**EXERCISE DETAILS**
Read the records and gather each line that includes "query".

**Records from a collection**
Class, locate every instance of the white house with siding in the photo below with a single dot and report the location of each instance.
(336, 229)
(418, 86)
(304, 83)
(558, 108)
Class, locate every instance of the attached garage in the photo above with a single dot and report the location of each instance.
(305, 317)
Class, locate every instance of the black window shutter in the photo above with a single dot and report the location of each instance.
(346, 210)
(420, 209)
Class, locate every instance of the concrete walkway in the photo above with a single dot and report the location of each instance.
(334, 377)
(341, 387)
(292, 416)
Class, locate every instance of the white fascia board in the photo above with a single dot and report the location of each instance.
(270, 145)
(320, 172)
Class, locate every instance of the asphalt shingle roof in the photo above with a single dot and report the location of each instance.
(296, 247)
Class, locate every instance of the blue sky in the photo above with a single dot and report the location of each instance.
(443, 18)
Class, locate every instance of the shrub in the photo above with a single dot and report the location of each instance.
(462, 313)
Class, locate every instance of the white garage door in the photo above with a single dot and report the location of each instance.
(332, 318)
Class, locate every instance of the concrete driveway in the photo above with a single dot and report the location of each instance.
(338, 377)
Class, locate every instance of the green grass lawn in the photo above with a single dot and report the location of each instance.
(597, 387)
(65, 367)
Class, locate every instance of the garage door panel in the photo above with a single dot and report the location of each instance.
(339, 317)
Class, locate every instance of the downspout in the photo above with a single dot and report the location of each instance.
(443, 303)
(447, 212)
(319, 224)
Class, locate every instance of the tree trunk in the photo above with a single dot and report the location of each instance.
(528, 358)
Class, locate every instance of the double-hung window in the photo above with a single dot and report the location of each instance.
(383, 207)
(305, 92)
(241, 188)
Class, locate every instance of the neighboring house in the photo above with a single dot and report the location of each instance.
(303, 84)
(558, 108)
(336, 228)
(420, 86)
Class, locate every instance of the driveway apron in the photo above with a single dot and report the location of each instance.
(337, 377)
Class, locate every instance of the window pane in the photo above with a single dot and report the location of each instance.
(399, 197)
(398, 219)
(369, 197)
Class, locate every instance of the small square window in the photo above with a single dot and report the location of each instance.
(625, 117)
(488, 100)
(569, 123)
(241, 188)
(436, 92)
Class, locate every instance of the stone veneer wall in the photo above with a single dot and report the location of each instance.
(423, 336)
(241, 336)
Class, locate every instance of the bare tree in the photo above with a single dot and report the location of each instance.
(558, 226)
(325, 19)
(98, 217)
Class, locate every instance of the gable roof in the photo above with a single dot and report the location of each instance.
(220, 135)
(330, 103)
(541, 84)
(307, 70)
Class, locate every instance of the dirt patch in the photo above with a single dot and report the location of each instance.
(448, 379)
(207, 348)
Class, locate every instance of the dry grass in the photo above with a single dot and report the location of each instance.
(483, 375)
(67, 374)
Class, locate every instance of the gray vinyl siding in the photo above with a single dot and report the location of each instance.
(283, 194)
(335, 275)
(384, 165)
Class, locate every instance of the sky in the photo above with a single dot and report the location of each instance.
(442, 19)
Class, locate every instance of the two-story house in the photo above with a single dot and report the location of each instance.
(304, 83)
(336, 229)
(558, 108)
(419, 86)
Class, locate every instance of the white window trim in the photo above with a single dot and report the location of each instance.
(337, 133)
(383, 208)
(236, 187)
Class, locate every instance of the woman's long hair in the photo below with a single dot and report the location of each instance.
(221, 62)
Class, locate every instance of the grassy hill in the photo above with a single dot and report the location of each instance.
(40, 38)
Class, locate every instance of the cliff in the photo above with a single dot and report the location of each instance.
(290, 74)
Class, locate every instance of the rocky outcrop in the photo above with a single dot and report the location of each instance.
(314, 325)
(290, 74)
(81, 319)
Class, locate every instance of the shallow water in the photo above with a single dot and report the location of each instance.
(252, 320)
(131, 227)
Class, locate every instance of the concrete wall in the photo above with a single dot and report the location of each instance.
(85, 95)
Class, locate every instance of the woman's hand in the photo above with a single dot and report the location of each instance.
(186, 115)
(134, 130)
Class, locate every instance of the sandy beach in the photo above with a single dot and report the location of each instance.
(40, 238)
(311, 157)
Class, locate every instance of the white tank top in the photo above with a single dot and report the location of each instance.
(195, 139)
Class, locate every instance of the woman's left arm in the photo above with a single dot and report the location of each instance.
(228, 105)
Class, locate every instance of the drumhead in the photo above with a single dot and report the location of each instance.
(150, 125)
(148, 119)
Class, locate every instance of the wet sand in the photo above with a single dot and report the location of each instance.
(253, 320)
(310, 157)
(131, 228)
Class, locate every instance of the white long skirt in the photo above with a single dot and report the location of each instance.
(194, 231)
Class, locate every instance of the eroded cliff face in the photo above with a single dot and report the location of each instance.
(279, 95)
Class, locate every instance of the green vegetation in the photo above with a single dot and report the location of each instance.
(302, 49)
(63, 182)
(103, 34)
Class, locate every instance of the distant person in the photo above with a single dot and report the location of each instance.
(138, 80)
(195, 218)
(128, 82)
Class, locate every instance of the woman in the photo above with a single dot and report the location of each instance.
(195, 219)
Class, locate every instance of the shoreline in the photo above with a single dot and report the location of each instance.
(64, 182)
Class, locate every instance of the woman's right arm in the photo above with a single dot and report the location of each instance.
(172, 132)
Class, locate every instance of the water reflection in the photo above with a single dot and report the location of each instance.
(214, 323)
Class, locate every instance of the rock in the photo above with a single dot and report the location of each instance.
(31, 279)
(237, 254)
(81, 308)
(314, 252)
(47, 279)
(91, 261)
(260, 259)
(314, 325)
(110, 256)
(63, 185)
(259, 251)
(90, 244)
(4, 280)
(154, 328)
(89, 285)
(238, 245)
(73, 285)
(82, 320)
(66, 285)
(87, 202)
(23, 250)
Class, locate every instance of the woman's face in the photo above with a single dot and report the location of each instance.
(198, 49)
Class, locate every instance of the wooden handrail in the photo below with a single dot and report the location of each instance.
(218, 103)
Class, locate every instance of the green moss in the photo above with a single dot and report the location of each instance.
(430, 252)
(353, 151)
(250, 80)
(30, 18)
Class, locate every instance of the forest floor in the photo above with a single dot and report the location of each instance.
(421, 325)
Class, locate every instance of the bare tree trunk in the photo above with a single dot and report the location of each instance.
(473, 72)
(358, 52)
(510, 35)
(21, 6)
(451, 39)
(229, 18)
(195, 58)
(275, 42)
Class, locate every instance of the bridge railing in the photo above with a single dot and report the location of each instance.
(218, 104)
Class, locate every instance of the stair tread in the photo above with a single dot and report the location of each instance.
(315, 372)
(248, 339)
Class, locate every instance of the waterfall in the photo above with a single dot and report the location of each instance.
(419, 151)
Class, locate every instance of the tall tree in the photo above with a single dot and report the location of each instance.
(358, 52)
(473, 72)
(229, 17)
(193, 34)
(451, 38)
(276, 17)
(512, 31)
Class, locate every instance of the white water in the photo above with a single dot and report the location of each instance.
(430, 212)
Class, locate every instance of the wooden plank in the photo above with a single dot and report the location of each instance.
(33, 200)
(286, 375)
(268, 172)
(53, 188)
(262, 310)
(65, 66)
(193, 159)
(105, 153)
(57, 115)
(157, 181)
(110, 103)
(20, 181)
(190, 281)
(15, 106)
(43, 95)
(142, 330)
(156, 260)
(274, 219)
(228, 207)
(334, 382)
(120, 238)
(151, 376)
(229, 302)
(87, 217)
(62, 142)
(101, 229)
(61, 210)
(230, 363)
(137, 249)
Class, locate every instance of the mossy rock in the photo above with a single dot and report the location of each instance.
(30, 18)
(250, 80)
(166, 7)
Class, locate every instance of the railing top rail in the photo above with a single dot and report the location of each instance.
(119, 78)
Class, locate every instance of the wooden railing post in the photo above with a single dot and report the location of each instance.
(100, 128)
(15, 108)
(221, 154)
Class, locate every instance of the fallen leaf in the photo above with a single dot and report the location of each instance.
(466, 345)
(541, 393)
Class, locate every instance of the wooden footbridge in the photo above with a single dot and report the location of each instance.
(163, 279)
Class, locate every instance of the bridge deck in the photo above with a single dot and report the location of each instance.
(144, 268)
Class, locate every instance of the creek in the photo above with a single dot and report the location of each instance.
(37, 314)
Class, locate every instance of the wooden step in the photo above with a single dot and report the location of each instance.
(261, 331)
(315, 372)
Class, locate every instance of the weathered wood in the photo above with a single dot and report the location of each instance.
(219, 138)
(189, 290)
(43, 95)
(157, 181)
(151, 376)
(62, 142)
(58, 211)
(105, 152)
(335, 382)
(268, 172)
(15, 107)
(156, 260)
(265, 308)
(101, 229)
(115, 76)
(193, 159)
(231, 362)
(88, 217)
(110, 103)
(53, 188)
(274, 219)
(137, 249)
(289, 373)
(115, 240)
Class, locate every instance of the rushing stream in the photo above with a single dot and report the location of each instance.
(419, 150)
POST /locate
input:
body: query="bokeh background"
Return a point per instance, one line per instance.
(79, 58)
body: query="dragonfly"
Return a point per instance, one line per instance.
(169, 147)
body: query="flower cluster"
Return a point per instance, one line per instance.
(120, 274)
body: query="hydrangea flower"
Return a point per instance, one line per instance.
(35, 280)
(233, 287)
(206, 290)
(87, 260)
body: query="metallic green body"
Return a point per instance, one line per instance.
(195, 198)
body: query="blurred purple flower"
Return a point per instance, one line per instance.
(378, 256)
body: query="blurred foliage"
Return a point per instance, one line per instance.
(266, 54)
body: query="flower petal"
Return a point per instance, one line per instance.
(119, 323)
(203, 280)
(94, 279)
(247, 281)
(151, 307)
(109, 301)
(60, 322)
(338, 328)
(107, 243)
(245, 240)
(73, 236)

**TASK RESULT**
body: query="bokeh background"
body: query="dragonfly"
body: query="flower cluster"
body: query="hydrangea flower"
body: query="metallic green body"
body: query="blurred purple flower"
body: query="blurred foliage"
body: query="flower petal"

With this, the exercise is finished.